### [Records shown]
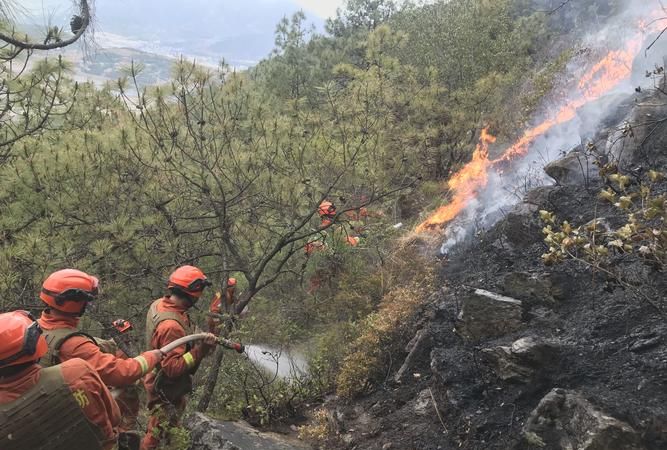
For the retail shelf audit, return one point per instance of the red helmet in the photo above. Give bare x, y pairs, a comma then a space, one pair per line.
122, 325
190, 280
21, 339
69, 290
326, 209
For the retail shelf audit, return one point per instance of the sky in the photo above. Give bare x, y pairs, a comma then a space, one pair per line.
323, 8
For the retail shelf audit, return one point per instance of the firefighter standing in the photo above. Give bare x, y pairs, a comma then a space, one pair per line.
66, 294
169, 385
62, 407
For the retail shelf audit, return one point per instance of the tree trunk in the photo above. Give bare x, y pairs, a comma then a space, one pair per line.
211, 380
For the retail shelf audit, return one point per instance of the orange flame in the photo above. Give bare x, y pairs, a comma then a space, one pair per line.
464, 183
604, 76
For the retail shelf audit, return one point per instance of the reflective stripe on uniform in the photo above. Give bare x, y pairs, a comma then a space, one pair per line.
189, 360
143, 363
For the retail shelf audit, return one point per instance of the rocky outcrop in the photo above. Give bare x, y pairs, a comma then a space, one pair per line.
210, 434
485, 315
524, 361
566, 420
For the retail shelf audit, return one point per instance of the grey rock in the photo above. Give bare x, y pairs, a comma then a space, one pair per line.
645, 344
210, 434
625, 143
573, 169
485, 315
520, 227
423, 405
524, 361
565, 420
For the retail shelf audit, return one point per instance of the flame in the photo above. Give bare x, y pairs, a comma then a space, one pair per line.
604, 76
464, 183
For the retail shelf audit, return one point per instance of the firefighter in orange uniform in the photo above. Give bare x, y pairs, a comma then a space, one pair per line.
169, 385
66, 294
62, 407
327, 212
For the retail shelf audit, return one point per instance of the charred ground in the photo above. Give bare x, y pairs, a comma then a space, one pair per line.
600, 342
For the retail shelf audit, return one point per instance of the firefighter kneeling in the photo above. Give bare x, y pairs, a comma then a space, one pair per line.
63, 407
66, 294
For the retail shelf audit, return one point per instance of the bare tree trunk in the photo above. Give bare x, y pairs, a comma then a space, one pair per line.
211, 381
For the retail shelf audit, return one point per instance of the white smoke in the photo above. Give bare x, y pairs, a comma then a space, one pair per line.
504, 191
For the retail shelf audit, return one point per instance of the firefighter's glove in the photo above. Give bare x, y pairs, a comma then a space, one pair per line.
148, 360
208, 344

### [Exercise description]
Copy the listing again from the line containing "of the white" up to and including its last line, keeping every request, and shift each answer point by adding 59 to both its x and y coordinates.

### [Correct output]
For the retail shelf audit, return one point per instance of the white smoke in the photo above. Give bare x, y pairs, a comma then a space, one pair per line.
563, 250
For the retail shelf audit, return one point per instance of the firefighter's glove in the photo above. Give bare x, y pairs, a comma then a space, one pair per line.
207, 419
267, 403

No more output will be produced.